• WHAT THIS TASK INVOLVES
Return each record verbatim, images excluded.

• RECORD EXTRACTS
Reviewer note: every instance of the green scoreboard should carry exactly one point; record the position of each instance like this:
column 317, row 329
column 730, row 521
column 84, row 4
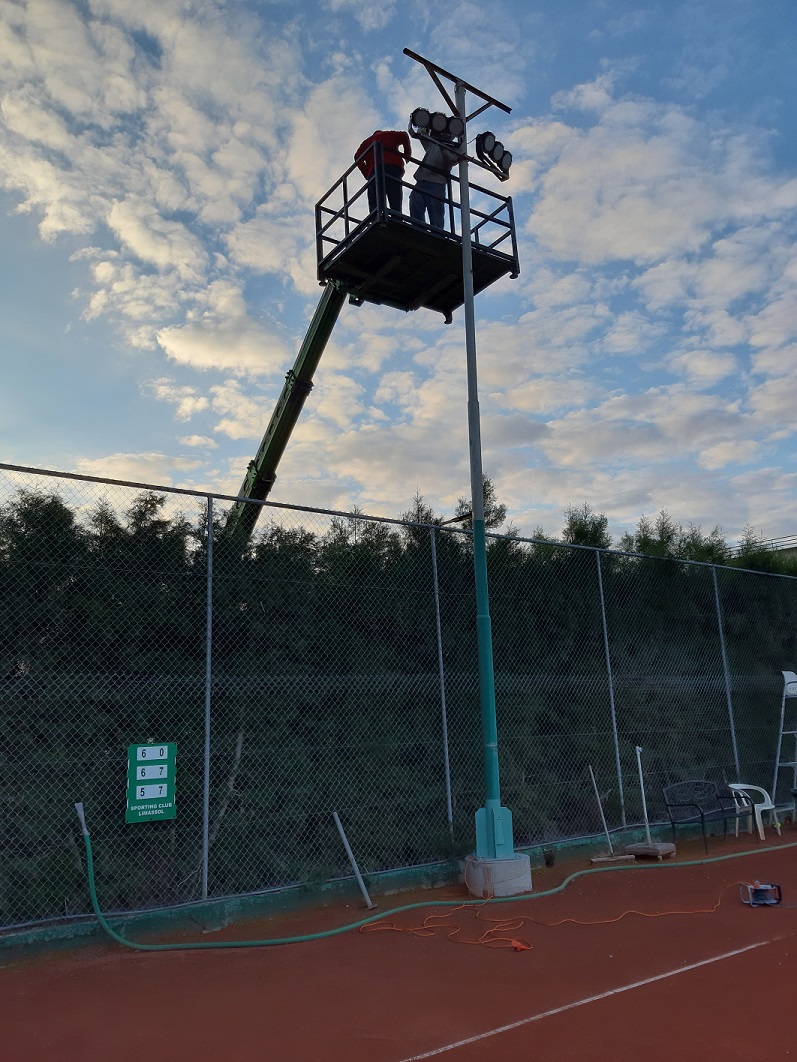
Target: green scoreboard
column 151, row 770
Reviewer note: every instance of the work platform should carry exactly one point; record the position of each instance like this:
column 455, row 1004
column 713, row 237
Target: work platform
column 384, row 256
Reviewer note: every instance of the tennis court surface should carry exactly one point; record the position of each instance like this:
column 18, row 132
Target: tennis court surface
column 694, row 974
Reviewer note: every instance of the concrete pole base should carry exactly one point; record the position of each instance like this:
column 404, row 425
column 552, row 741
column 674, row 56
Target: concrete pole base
column 497, row 877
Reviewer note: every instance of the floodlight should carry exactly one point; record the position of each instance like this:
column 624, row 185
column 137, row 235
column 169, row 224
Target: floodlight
column 493, row 155
column 420, row 118
column 488, row 140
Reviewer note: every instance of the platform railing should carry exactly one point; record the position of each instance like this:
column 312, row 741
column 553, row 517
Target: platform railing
column 344, row 208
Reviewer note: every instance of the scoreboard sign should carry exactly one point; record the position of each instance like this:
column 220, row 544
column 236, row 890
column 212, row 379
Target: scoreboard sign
column 151, row 782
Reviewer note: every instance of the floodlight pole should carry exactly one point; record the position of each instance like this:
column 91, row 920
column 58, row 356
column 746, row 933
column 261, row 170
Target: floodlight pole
column 485, row 838
column 493, row 822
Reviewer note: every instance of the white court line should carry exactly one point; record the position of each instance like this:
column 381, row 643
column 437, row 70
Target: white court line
column 581, row 1003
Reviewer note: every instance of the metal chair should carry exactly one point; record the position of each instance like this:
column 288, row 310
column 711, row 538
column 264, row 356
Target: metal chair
column 698, row 801
column 753, row 800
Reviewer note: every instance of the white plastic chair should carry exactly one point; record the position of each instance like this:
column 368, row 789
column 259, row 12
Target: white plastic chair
column 747, row 803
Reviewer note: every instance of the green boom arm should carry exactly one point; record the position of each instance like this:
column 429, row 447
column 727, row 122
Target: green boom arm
column 261, row 470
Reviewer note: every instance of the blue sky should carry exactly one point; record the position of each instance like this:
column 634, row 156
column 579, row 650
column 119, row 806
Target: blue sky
column 159, row 163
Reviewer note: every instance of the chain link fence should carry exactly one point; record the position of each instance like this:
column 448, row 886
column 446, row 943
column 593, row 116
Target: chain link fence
column 332, row 666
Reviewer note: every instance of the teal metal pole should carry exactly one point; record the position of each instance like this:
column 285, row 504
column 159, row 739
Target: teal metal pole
column 493, row 822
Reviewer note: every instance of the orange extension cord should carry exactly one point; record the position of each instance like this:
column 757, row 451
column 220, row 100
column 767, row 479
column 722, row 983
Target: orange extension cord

• THE COMPLETED TASK
Reviewer note: every instance of the green scoreboard should carry exactly one point; record the position of each instance like this:
column 317, row 329
column 730, row 521
column 84, row 4
Target: green scoreboard
column 151, row 770
Reviewer note: every instance of the work platform should carry exactly one point; record the position of each instance like this:
column 455, row 1004
column 713, row 237
Target: work platform
column 384, row 256
Reviewer note: every instance of the tennis court surface should carry exactly one point; record the position of each instance like this:
column 18, row 132
Target: tennis court surface
column 694, row 974
Reviewer note: every instance of the concrete pole base should carry exactly one point; record the position of each instance like this:
column 404, row 425
column 552, row 741
column 674, row 56
Target: concrete pole base
column 497, row 877
Reviewer note: every instance of the floodlight should carry exactly one point; record the position of each instance like this:
column 624, row 185
column 137, row 235
column 169, row 224
Target: floodlight
column 493, row 155
column 420, row 118
column 488, row 140
Reviewer note: every instance of the platform railing should carry exactly one point; record the position of each instance like this:
column 312, row 741
column 553, row 517
Target: platform railing
column 344, row 208
Reviewer note: every instance of the scoreboard sign should carry exactly one point; record the position of each instance like this:
column 220, row 544
column 236, row 890
column 212, row 379
Target: scoreboard sign
column 151, row 782
Reviewer note: every instance of the floodlight pole should carry exactly one point; record the position of each instance like this:
column 91, row 920
column 58, row 356
column 746, row 933
column 261, row 170
Target: floodlight pole
column 485, row 838
column 493, row 822
Reviewer note: every instance of the white court line should carry exactly one point; record the position of each instance like this:
column 381, row 643
column 437, row 70
Target: white court line
column 581, row 1003
Reviewer note: every instance of the metal chair should carry exactly one point; record the position of each instance like this:
column 288, row 310
column 711, row 538
column 264, row 356
Target: metal chair
column 698, row 801
column 753, row 800
Reviewer note: every instance of the white plastic chair should carry exactly one point; record the position of each instance like this:
column 368, row 789
column 259, row 12
Target: white plastic chair
column 747, row 803
Reviewer note: every instance of the green boom arm should carry exactly one point; record the position of each instance like this:
column 429, row 447
column 727, row 122
Target: green boom arm
column 261, row 470
Reviewer note: every instance of the blue sky should carry exactly one point; record the position of each instance like this:
column 634, row 156
column 579, row 650
column 119, row 806
Target: blue sky
column 159, row 163
Reviewer note: every instance of the chain link fence should carry exactly one point; record the position of each instance like this:
column 448, row 886
column 446, row 943
column 593, row 116
Target: chain link fence
column 332, row 666
Reviewer note: every instance of the teal metal pole should carry exactly one point; record the position of each instance like this:
column 285, row 504
column 159, row 739
Target: teal metal pole
column 493, row 822
Reviewer note: every instance of the orange extension cord should carry exactly one point; record the position of each instance like this:
column 757, row 451
column 220, row 100
column 767, row 479
column 722, row 983
Target: orange extension cord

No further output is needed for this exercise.